──────── AVAILABLE RECORDS ────────
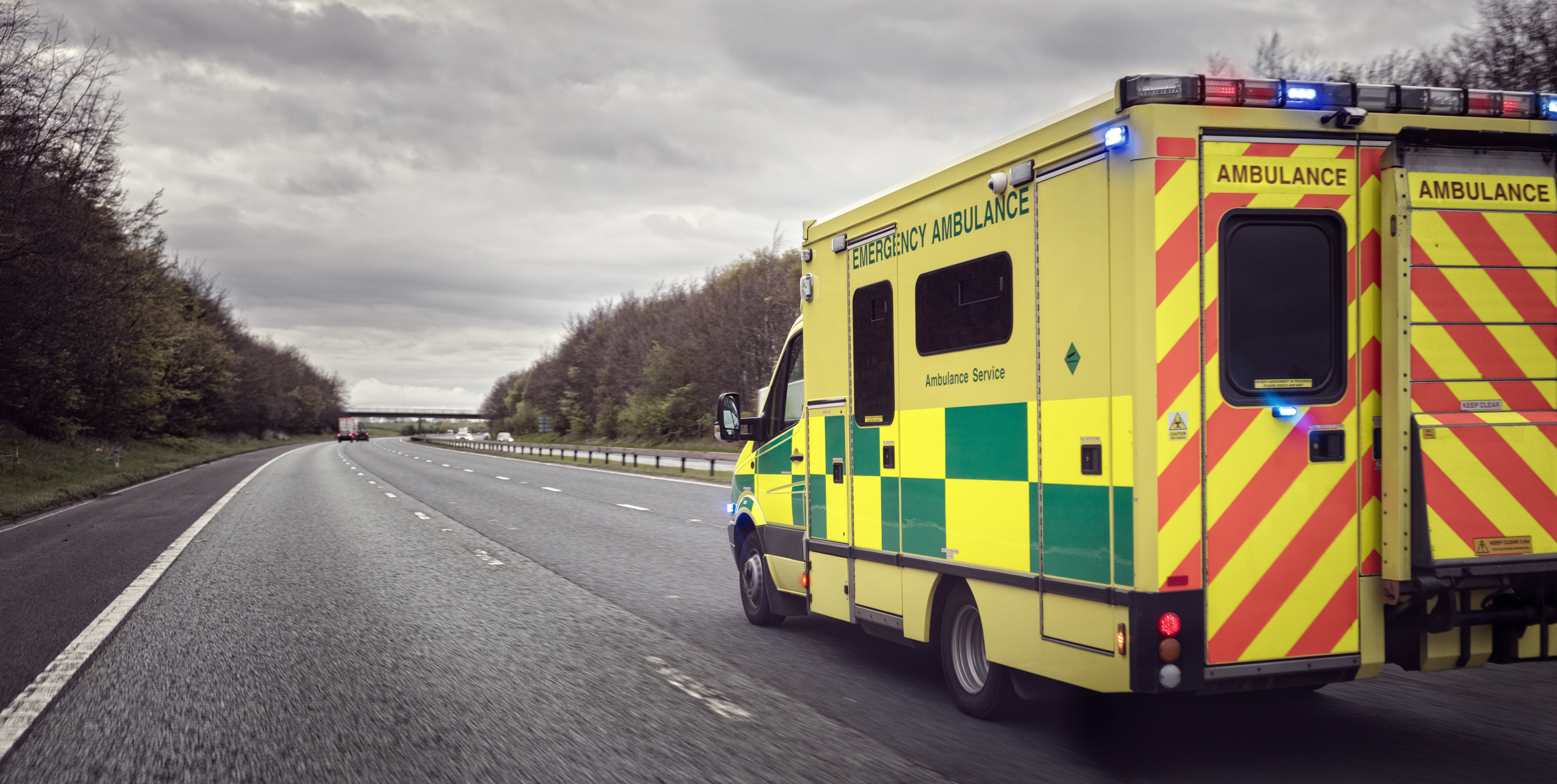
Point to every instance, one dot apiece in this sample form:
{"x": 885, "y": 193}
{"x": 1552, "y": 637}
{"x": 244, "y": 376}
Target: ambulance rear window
{"x": 964, "y": 306}
{"x": 1284, "y": 307}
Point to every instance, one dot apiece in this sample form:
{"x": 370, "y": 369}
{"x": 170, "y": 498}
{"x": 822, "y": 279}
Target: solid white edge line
{"x": 18, "y": 718}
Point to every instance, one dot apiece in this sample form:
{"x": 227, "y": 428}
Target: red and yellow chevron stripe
{"x": 1178, "y": 240}
{"x": 1489, "y": 478}
{"x": 1371, "y": 405}
{"x": 1484, "y": 316}
{"x": 1282, "y": 534}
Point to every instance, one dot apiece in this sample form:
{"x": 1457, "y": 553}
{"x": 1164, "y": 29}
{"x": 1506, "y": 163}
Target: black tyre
{"x": 754, "y": 586}
{"x": 980, "y": 687}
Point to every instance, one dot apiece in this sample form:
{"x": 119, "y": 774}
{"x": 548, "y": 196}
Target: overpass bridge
{"x": 412, "y": 413}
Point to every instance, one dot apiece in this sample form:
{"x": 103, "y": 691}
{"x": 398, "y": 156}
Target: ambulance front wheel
{"x": 980, "y": 687}
{"x": 754, "y": 586}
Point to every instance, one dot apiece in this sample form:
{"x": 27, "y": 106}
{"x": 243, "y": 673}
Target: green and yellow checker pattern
{"x": 764, "y": 484}
{"x": 968, "y": 491}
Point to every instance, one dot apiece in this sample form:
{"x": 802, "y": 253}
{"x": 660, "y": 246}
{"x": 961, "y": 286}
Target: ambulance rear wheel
{"x": 978, "y": 687}
{"x": 754, "y": 586}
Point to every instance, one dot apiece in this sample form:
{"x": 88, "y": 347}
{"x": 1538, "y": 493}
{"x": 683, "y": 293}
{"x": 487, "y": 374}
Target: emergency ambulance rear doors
{"x": 1475, "y": 312}
{"x": 1281, "y": 380}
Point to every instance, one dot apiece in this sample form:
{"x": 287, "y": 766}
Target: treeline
{"x": 1513, "y": 46}
{"x": 102, "y": 330}
{"x": 648, "y": 368}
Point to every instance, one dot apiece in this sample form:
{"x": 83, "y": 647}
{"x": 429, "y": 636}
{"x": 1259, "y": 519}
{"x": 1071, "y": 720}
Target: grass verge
{"x": 38, "y": 474}
{"x": 670, "y": 469}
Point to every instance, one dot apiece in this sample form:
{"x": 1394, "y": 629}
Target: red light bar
{"x": 1281, "y": 94}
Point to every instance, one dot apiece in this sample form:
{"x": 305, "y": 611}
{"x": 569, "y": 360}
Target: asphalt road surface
{"x": 345, "y": 618}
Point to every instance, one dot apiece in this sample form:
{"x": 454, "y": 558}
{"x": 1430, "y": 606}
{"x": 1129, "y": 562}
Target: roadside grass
{"x": 672, "y": 467}
{"x": 47, "y": 474}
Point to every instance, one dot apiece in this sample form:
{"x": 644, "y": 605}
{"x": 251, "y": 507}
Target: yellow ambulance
{"x": 1207, "y": 385}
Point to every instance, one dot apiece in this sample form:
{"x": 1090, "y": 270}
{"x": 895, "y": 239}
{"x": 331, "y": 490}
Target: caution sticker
{"x": 1503, "y": 547}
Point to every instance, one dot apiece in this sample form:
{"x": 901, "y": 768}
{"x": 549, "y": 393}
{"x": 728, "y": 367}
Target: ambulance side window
{"x": 964, "y": 306}
{"x": 1284, "y": 307}
{"x": 876, "y": 371}
{"x": 789, "y": 393}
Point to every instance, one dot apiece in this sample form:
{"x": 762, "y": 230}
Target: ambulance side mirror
{"x": 728, "y": 424}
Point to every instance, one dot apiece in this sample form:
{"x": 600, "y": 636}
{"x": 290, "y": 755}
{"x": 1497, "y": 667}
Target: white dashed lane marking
{"x": 709, "y": 698}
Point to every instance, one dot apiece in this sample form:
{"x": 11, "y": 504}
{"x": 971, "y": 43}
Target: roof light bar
{"x": 1282, "y": 94}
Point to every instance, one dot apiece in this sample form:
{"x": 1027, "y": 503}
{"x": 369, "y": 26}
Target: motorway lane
{"x": 60, "y": 570}
{"x": 331, "y": 626}
{"x": 309, "y": 551}
{"x": 680, "y": 576}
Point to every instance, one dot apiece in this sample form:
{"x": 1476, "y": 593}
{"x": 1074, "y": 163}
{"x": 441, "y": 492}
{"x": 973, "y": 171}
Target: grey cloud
{"x": 419, "y": 192}
{"x": 328, "y": 180}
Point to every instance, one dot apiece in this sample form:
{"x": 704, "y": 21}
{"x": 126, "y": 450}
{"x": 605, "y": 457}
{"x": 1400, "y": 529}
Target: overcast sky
{"x": 418, "y": 194}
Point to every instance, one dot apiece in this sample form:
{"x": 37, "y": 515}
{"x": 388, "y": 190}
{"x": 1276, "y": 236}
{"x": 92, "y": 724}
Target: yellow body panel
{"x": 1116, "y": 270}
{"x": 879, "y": 587}
{"x": 787, "y": 573}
────────
- PROBLEM TO WORK ON: The answer is the full listing above, reproduced character for character, minus its images.

- THE ANSWER:
Point to every instance, one dot apiece in this sample form:
{"x": 885, "y": 193}
{"x": 1552, "y": 637}
{"x": 244, "y": 376}
Target: ambulance rear window
{"x": 964, "y": 306}
{"x": 1284, "y": 307}
Point to every instance, one dot apiece in this sample form:
{"x": 370, "y": 369}
{"x": 170, "y": 498}
{"x": 822, "y": 279}
Target: solid white edge line
{"x": 18, "y": 718}
Point to every instance, one dot apiece in this sample form:
{"x": 227, "y": 428}
Target: red and yellow chevron stripe
{"x": 1178, "y": 240}
{"x": 1489, "y": 478}
{"x": 1371, "y": 405}
{"x": 1484, "y": 316}
{"x": 1282, "y": 534}
Point to every instance, one dot apiece in this sample form:
{"x": 1457, "y": 553}
{"x": 1164, "y": 29}
{"x": 1506, "y": 163}
Target: black tyre
{"x": 754, "y": 586}
{"x": 980, "y": 687}
Point to every instance, one dot apiece in this sample form:
{"x": 119, "y": 774}
{"x": 548, "y": 196}
Target: overpass bridge
{"x": 412, "y": 413}
Point to every instance, one dot apiece in this sample form:
{"x": 103, "y": 691}
{"x": 398, "y": 156}
Target: ambulance front wheel
{"x": 980, "y": 687}
{"x": 754, "y": 586}
Point to every instance, one dot apiece in this sample form:
{"x": 27, "y": 106}
{"x": 243, "y": 673}
Target: green and yellow checker pattern
{"x": 764, "y": 484}
{"x": 968, "y": 491}
Point to every instance, one dot apiece in this sample form:
{"x": 802, "y": 253}
{"x": 660, "y": 246}
{"x": 961, "y": 286}
Target: ambulance rear wheel
{"x": 978, "y": 687}
{"x": 754, "y": 586}
Point to every instance, one dot apiece in this sample form:
{"x": 88, "y": 347}
{"x": 1538, "y": 493}
{"x": 683, "y": 293}
{"x": 487, "y": 374}
Target: emergency ambulance rear doors
{"x": 1475, "y": 312}
{"x": 1281, "y": 380}
Point to every instance, one dot apiece in this sample form:
{"x": 287, "y": 766}
Target: treeline
{"x": 1513, "y": 46}
{"x": 102, "y": 330}
{"x": 648, "y": 368}
Point to every instance, one dot apiece in this sample form:
{"x": 83, "y": 647}
{"x": 429, "y": 636}
{"x": 1259, "y": 519}
{"x": 1071, "y": 720}
Target: grass verge
{"x": 38, "y": 474}
{"x": 670, "y": 469}
Point to every instance, one dot apiece in this sample form:
{"x": 1394, "y": 629}
Target: red light bar
{"x": 1281, "y": 94}
Point to every instance, one dot apiece in this sample form:
{"x": 305, "y": 611}
{"x": 569, "y": 360}
Target: asphalt road surface
{"x": 345, "y": 618}
Point to every instance, one dot apiece in this sample form:
{"x": 454, "y": 558}
{"x": 1430, "y": 606}
{"x": 1129, "y": 562}
Target: roadside grass
{"x": 672, "y": 467}
{"x": 47, "y": 474}
Point to every instance, one dot apiece in this sample form:
{"x": 644, "y": 605}
{"x": 251, "y": 507}
Target: yellow ambulance
{"x": 1207, "y": 385}
Point to every instance, one dot apiece in this sample form:
{"x": 1090, "y": 270}
{"x": 895, "y": 239}
{"x": 331, "y": 490}
Target: caution sticker
{"x": 1503, "y": 547}
Point to every instance, one dot apiece in this sample form:
{"x": 901, "y": 768}
{"x": 549, "y": 393}
{"x": 728, "y": 367}
Target: ambulance side window
{"x": 964, "y": 306}
{"x": 1284, "y": 307}
{"x": 876, "y": 371}
{"x": 789, "y": 393}
Point to every instance, one dot apiece in this sample form:
{"x": 762, "y": 230}
Target: ambulance side mirror
{"x": 728, "y": 424}
Point to every instance, one dot apiece in this sample form:
{"x": 600, "y": 636}
{"x": 290, "y": 755}
{"x": 1497, "y": 667}
Target: white dashed lane marking
{"x": 709, "y": 698}
Point to every instance, one dot apiece in this sample form:
{"x": 11, "y": 504}
{"x": 971, "y": 43}
Target: roof light bar
{"x": 1282, "y": 94}
Point to every instance, one dot apiece in this sample form:
{"x": 1027, "y": 503}
{"x": 369, "y": 26}
Target: motorway lane
{"x": 60, "y": 570}
{"x": 331, "y": 626}
{"x": 309, "y": 551}
{"x": 680, "y": 576}
Point to every instance, one dot apiece in this sample form:
{"x": 1476, "y": 593}
{"x": 1074, "y": 163}
{"x": 441, "y": 492}
{"x": 973, "y": 171}
Target: grey cloud
{"x": 419, "y": 192}
{"x": 328, "y": 180}
Point to every instance, one dot apiece in this sample form:
{"x": 704, "y": 21}
{"x": 126, "y": 450}
{"x": 605, "y": 457}
{"x": 1400, "y": 529}
Target: overcast sky
{"x": 418, "y": 194}
Point to every instance, one dot apiece in this sample form:
{"x": 37, "y": 515}
{"x": 388, "y": 190}
{"x": 1276, "y": 236}
{"x": 92, "y": 724}
Target: yellow body panel
{"x": 1116, "y": 270}
{"x": 879, "y": 587}
{"x": 787, "y": 573}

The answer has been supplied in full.